» Challenge:
According to the Predictive Inference page below, what two outputs does it produce?

» Source passage:

§

Predictive Inference
See where your numbers are going before they get there.
Predictive Inference projects a target metric forward in time — demand, revenue, capacity, volume — from your historical data. It gives operators a forward view to plan against rather than reacting after the fact. Use it when the buyer's question is 'what will X be?' rather than 'what is X?' or 'why did X happen?'
Shape
Operational dimensions
Each output waits on a human decision.
Fires on a clock.
Owns a system-of-record; expensive to migrate.
Consumes external data; does not write back.
Inputs
- historical time-series for the target metric
- exogenous feature data (seasonality, calendar, external signals)
- forecast horizon and granularity
- optional scenario inputs (growth assumptions, capacity constraints)
Outputs
- projected values over the forecast horizon
- uncertainty bands (confidence intervals or quantile ranges)

§

» Material shown:

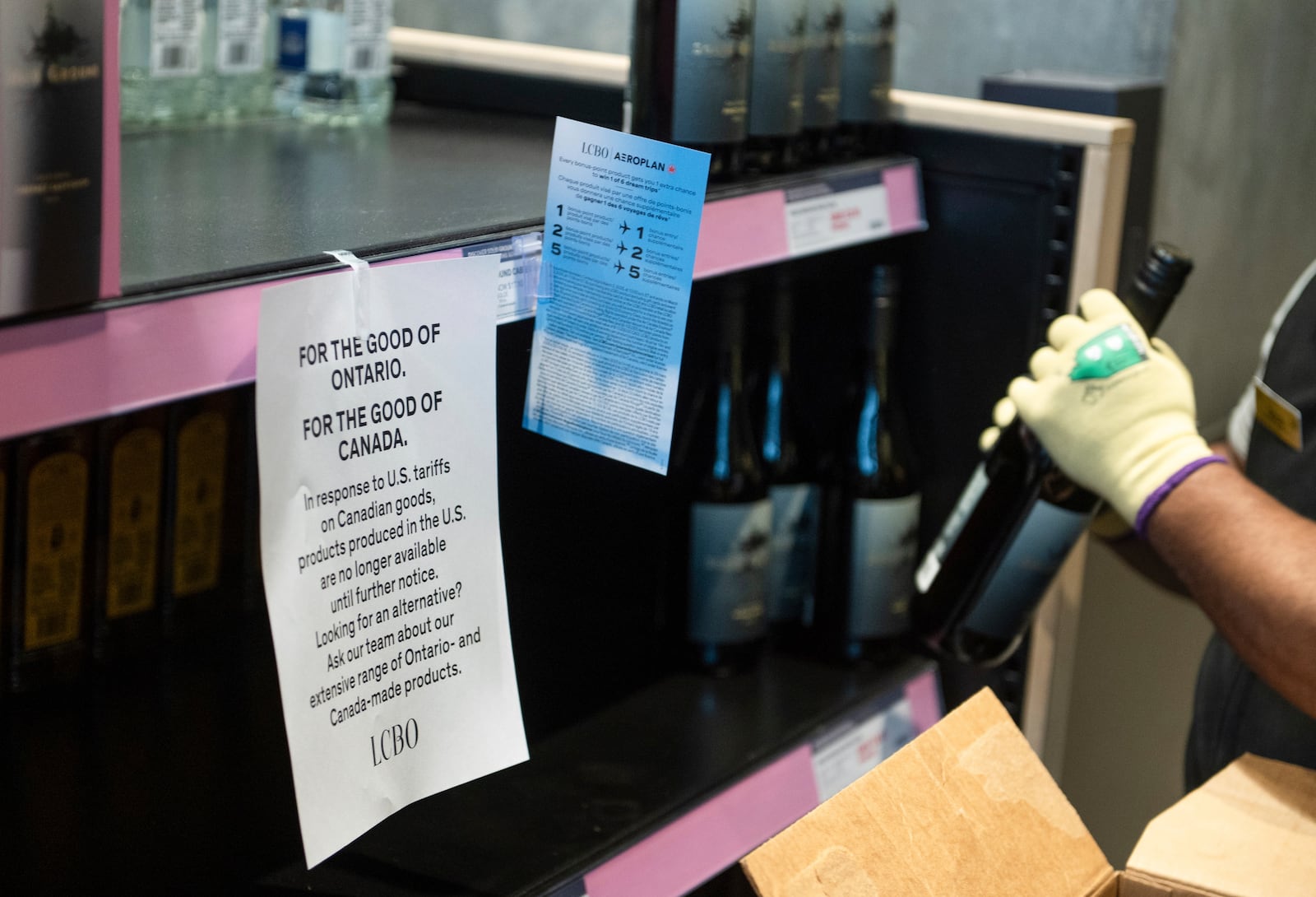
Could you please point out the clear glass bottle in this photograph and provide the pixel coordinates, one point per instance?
(239, 59)
(335, 61)
(872, 504)
(162, 63)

§

» The answer:
Projected values over the forecast horizon, and uncertainty bands (confidence intervals or quantile ranges).